## [Records supplied]
+ + + + +

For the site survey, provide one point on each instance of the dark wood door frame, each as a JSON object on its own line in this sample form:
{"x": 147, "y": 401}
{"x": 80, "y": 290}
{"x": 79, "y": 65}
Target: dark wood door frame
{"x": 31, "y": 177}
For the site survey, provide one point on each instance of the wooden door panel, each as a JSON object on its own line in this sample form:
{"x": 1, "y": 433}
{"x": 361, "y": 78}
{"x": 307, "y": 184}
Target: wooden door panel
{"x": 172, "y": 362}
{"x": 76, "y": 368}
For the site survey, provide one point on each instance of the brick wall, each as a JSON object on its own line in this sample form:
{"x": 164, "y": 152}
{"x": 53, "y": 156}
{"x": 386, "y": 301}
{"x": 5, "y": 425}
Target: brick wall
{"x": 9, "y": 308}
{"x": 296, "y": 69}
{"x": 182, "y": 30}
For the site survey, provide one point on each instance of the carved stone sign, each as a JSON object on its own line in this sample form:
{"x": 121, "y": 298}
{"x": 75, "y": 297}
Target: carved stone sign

+ + + + +

## [Work task]
Copy out the lines of the data where the word "stone" can be found.

## [Reply]
For the site survey, provide one point on each instance of the carved stone sign, each as a JSON object on its own line in this sample form:
Target: carved stone sign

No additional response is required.